(Beginning of SOURCE DOCUMENT)

Dipodium variegatum, commonly known as the slender hyacinth-orchid, or blotched hyacinth-orchid, is a leafless mycoheterotrophic orchid that is endemic to south-eastern Australia. It forms mycorrhizal relationships with fungi of the genus Russula.

==Description==
Dipodium variegatum is a leafless, mycoheterotrophic orchid. For most of the year, it lies dormant and has no above-ground presence; its tubers grow fleshy roots and form shoots consisting of leaf-like, sharply pointed, overlapping bracts, sometimes protruding above the ground, from which inflorescences emerge. The plant blooms in December-February, and the unbranched flowering stem, 15-60 cm tall, carries 2-50 flowers. The blossoms are fleshy and cream-coloured to light pink with maroon blotches. The sepals and petals are 11-15 mm long, 3-5 mm wide, and slightly reflexed. The labellum is 6-15 mm long and mauve to maroon. There are two diverging linear, hairy keels near the base of the labellum and a band of mauve hairs about 1 mm long along its midline. The ovaries are curved with a warty surface. Along with the pedicels they are covered in conspicuous maroon spotting and together are 10-17 mm long.
A form with sepals and petals that are completely dark maroon occurs in some parts of its distribution.

Dipodium variegatum is similar to D. roseum, but the latter species has converging keels on the labellum and lacks the dense patch of tangled hairs near the tip of the labellum of D. variegatum. Also, of the Dipodium species that occur in Australia, D. variegatum is the only to have distinctly spotted ovaries (and sometimes pedicels).

==Taxonomy==
Dipodium variegatum was first formally described in 1987 by Australian botanists Mark Clements and David Jones and the description was published in Proceedings of the Royal Society of Queensland. The type specimen was collected beside the Pacific Highway in Beenleigh, Queensland. The specific epithet (variegatum) is a Latin word meaning "of different sorts, particularly colors".

(End of SOURCE DOCUMENT)

QUESTIONS ON THE MATERIAL:
**a.** From the orchid text, copy the passage from "Dipodium variegatum is similar" to "(and sometimes pedicels)." word for word.
**b.** Decide whether each statement agrees with the orchid text. Answer yes or no, and quote the words of the text that settle it.
(i) The plant blooms in December-February.
(ii) D. roseum has diverging keels on the labellum.
(iii) The type specimen was collected in Beenleigh, Queensland.
**c.** Use the orchid text to answer these questions.
(i) With fungi of which genus does the orchid form mycorrhizal relationships?
(ii) How many flowers does the flowering stem carry?
(iii) In what year was the species first formally described?

(Beginning of DATA LISTING)

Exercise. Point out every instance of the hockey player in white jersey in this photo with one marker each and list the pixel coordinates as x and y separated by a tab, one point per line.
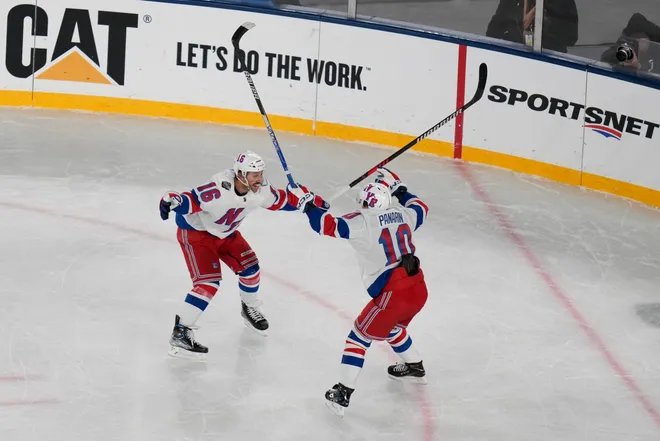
208	218
381	233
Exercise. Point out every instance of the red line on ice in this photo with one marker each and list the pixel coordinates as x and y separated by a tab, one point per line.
556	290
425	402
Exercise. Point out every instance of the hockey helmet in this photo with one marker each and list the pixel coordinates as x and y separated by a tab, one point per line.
375	196
248	162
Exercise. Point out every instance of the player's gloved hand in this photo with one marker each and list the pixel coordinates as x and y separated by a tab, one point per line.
294	195
169	202
391	180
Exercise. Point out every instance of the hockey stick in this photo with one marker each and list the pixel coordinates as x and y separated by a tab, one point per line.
483	76
235	40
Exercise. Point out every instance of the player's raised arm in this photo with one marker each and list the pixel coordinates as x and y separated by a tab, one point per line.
320	220
181	203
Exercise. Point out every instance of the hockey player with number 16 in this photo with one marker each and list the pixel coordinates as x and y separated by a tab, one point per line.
208	218
381	234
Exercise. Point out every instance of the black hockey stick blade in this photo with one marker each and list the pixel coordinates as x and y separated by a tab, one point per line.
238	34
481	87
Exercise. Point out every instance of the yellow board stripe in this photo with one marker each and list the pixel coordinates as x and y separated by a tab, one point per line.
523	165
330	130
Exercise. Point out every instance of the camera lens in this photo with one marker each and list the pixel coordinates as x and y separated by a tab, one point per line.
624	53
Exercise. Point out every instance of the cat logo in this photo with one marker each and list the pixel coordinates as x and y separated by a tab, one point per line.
75	56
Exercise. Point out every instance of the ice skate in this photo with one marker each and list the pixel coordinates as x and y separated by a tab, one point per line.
413	372
338	398
183	344
254	319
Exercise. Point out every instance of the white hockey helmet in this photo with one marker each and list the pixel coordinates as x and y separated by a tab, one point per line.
375	196
248	162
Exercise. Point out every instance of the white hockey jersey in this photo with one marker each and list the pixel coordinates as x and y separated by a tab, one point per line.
216	208
379	237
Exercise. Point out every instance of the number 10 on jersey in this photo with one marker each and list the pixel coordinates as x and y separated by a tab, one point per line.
397	245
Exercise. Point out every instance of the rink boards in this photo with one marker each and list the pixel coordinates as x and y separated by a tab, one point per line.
349	80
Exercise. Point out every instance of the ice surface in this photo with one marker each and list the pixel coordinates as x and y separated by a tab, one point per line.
537	325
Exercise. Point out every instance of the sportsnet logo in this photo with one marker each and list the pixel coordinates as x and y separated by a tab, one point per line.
607	132
74	54
604	122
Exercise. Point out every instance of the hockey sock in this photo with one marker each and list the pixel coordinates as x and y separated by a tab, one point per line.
401	343
196	302
248	284
353	358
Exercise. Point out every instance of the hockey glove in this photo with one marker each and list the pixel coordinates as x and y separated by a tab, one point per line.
391	180
294	195
169	202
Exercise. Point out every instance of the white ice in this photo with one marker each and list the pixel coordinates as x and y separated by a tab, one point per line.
532	330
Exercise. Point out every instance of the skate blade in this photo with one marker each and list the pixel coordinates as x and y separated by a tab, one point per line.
182	354
417	380
335	408
249	325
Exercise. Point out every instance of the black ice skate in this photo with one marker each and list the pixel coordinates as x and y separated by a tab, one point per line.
183	344
413	372
254	319
338	398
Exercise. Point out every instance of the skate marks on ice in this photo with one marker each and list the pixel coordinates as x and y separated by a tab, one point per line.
24	391
232	395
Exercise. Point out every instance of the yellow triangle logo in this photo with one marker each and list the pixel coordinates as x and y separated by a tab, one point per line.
74	67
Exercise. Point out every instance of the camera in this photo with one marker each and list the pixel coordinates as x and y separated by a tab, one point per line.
626	52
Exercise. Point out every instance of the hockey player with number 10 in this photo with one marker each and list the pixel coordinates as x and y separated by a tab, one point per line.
381	234
208	218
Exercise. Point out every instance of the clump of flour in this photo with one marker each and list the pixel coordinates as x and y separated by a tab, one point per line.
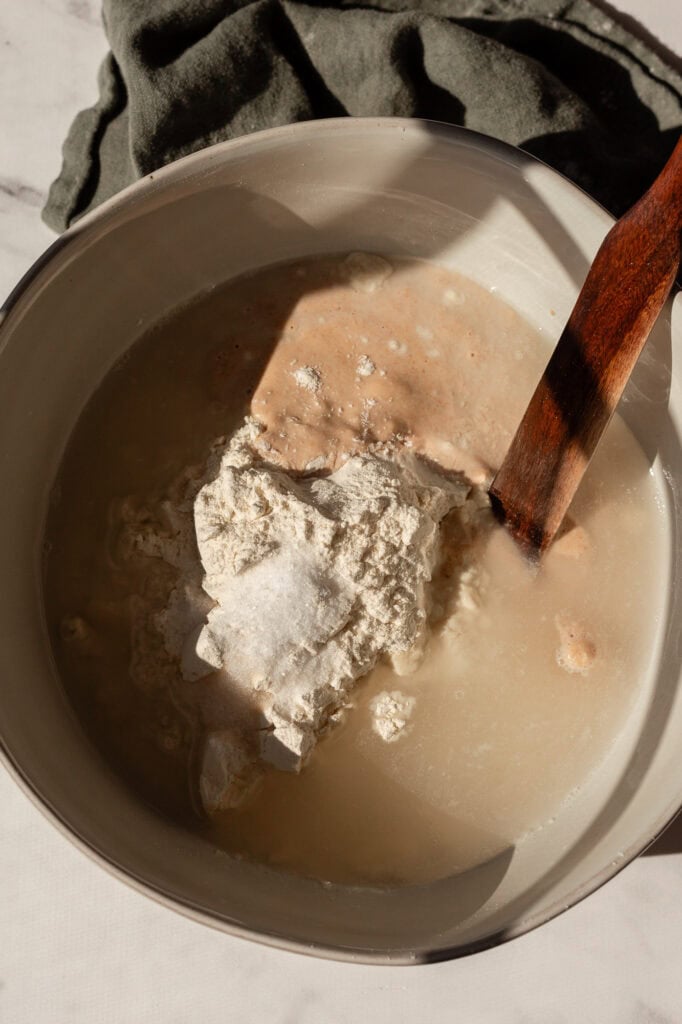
290	590
390	715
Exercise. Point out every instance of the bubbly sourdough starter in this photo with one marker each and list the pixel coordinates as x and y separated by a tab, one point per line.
525	679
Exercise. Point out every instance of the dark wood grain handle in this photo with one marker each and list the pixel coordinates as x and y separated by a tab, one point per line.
623	294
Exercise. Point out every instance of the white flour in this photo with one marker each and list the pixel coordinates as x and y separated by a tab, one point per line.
290	590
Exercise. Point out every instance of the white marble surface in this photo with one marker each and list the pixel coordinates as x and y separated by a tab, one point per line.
78	947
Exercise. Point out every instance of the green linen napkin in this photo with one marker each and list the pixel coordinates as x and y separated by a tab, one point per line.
560	79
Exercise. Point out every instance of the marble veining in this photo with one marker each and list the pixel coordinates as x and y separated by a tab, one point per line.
77	946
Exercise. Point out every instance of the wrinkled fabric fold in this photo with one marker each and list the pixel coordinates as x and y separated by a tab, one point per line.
559	79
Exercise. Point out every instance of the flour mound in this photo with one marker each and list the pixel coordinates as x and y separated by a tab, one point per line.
291	589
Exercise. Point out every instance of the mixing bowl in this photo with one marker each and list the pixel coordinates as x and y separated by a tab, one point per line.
384	185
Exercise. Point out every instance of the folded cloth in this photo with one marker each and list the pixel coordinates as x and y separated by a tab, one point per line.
560	79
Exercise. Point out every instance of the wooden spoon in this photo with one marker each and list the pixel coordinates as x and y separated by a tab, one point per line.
623	294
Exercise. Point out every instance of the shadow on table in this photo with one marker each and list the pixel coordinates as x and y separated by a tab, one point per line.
669	842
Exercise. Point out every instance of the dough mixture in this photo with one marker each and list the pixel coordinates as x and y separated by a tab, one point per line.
286	612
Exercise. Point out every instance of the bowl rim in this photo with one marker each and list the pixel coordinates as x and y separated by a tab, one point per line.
96	219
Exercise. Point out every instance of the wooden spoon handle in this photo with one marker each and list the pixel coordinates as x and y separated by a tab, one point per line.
623	294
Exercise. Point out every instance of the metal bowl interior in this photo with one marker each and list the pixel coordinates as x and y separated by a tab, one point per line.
388	185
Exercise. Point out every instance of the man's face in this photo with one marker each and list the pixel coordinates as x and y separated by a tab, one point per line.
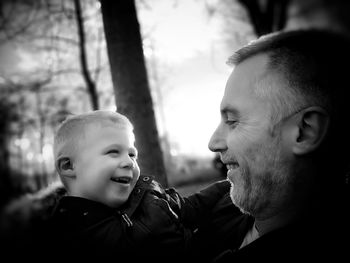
106	168
253	152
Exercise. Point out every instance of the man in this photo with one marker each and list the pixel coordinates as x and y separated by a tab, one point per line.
284	137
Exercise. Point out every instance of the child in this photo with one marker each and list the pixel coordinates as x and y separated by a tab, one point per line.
110	209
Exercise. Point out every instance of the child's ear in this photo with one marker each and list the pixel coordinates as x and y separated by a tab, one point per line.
65	167
312	129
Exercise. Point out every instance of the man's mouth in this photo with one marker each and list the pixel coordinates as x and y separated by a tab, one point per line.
121	180
232	166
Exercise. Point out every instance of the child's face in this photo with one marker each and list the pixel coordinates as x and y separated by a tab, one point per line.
106	168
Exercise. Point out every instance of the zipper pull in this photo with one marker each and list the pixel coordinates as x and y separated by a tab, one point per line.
127	220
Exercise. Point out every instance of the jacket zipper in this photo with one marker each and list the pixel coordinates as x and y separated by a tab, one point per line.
127	220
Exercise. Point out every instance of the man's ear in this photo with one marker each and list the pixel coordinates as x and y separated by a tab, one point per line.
313	125
65	167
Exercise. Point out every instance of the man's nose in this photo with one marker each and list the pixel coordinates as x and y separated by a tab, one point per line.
217	142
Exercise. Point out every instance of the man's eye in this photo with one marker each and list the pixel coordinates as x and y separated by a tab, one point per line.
113	151
231	122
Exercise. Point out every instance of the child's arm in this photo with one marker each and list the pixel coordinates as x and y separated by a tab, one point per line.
193	209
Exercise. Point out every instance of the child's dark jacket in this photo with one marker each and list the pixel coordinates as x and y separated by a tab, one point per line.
149	225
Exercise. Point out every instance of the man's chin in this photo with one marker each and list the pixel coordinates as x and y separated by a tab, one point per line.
238	201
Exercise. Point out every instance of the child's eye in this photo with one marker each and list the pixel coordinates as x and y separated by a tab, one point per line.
133	155
113	151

(End of DATA LISTING)

YOUR RESPONSES:
**a.**
Dipodium variegatum is similar to D. roseum, but the latter species has converging keels on the labellum and lacks the dense patch of tangled hairs near the tip of the labellum of D. variegatum. Also, of the Dipodium species that occur in Australia, D. variegatum is the only to have distinctly spotted ovaries (and sometimes pedicels).

**b.**
(i) Yes: "The plant blooms in December-February"
(ii) No: "the latter species has converging keels on the labellum"
(iii) Yes: "The type specimen was collected beside the Pacific Highway in Beenleigh, Queensland"

**c.**
(i) Russula
(ii) 2-50
(iii) 1987